_REQUIRED TASK_
In the records below, copy every line from the line with "of the greek" up to and including the line with "x=449 y=187", leaving out any pictures. Multiply each x and y coordinate value by 2.05 and round it to a whole number, with halves rounding up.

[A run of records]
◆ ◆ ◆ ◆

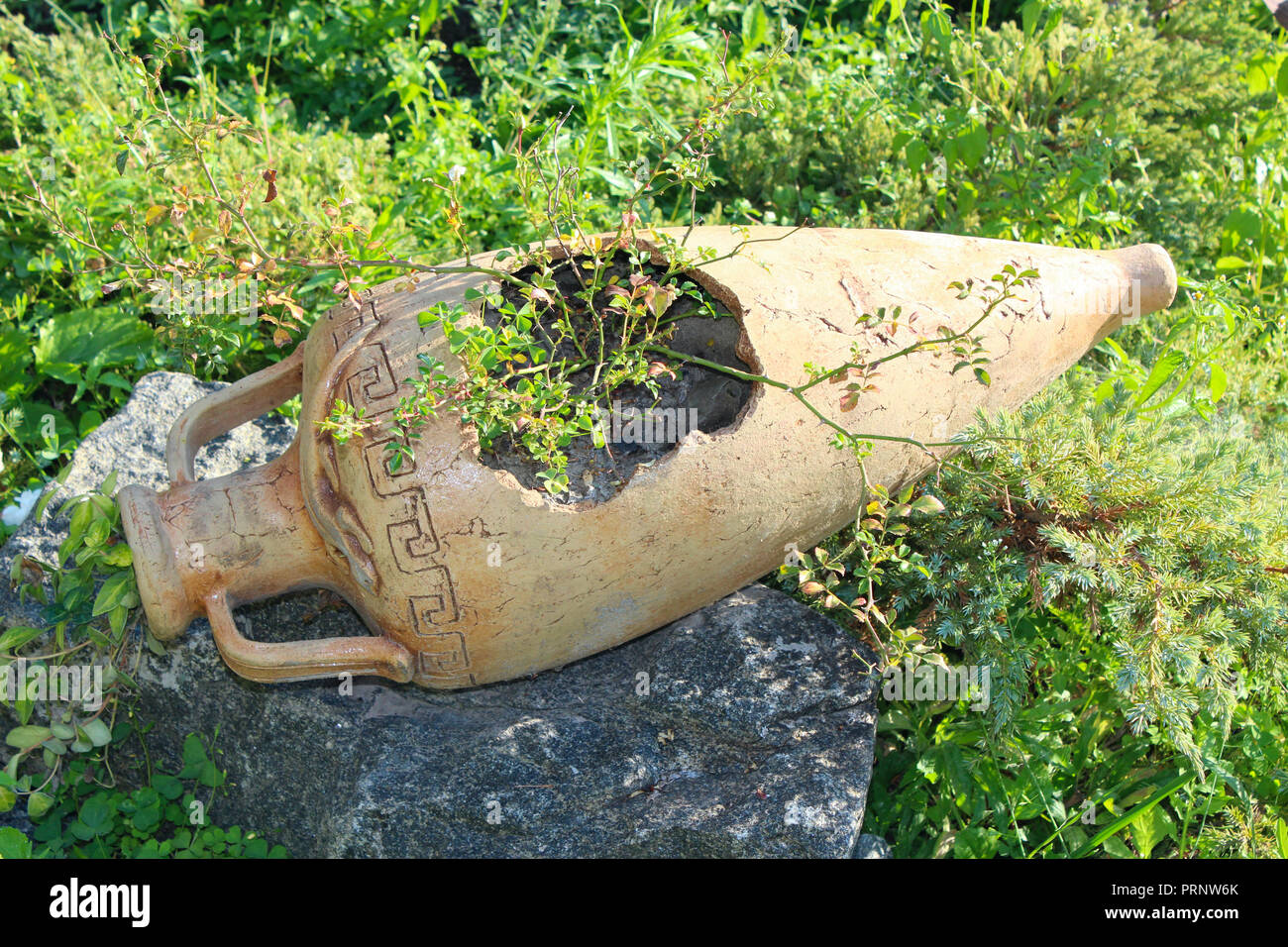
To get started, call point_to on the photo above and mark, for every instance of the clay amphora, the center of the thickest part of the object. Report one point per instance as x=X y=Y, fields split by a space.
x=467 y=578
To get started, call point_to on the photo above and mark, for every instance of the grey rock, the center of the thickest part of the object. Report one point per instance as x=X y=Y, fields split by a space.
x=871 y=847
x=743 y=729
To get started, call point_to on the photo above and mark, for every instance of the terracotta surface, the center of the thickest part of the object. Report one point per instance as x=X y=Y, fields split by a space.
x=465 y=578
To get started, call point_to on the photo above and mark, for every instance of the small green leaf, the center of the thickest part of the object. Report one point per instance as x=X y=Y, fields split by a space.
x=22 y=737
x=38 y=804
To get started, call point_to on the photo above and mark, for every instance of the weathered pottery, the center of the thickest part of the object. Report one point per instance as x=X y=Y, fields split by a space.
x=467 y=578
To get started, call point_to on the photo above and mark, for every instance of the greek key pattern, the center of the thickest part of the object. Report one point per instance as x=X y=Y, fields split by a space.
x=441 y=654
x=353 y=325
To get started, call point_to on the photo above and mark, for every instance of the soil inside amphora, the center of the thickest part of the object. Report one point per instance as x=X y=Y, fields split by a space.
x=640 y=428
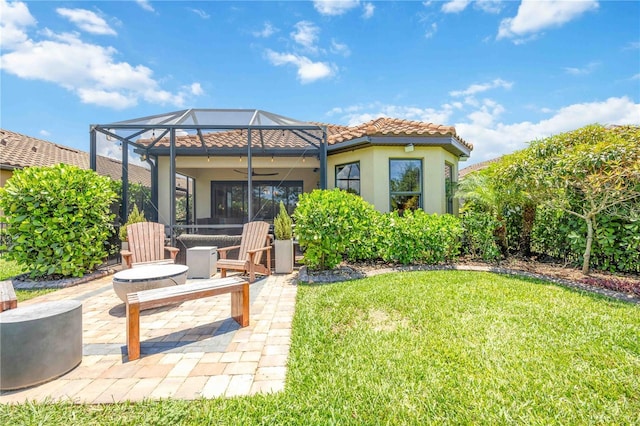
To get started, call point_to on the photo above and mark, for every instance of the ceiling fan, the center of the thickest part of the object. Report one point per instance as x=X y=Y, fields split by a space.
x=254 y=173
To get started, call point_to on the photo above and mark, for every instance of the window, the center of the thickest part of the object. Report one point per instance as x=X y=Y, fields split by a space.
x=348 y=177
x=229 y=201
x=405 y=184
x=449 y=187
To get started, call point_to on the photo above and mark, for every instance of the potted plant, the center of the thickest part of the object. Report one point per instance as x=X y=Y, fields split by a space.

◆ ◆ ◆ ◆

_ANSWER TO THIS PROBLEM_
To get started, call point_to on the photo above and mark, for every instance of the greek key pattern, the center of the thickest part of the object. Report one point per instance as x=X y=Y, fields split by a space.
x=904 y=1341
x=724 y=666
To get started, call point_to on the photo above and mark, for every instance of the soil inside amphora, the center of the thickest part of the object. Report one point per instance as x=X y=Y, fields split by a space.
x=1312 y=877
To get started, call point_to on the photo above and mark, for every instance of the ceiling fan, the center of the thickest part of the object. Report one point per instance as x=X y=Y, fields split by a space.
x=521 y=355
To get started, call point_to on the photo above and mark, for every instance of the window, the center of the thickest part of the object. Report one point per instance as x=X y=Y, fields split by a space.
x=713 y=363
x=469 y=412
x=830 y=377
x=920 y=383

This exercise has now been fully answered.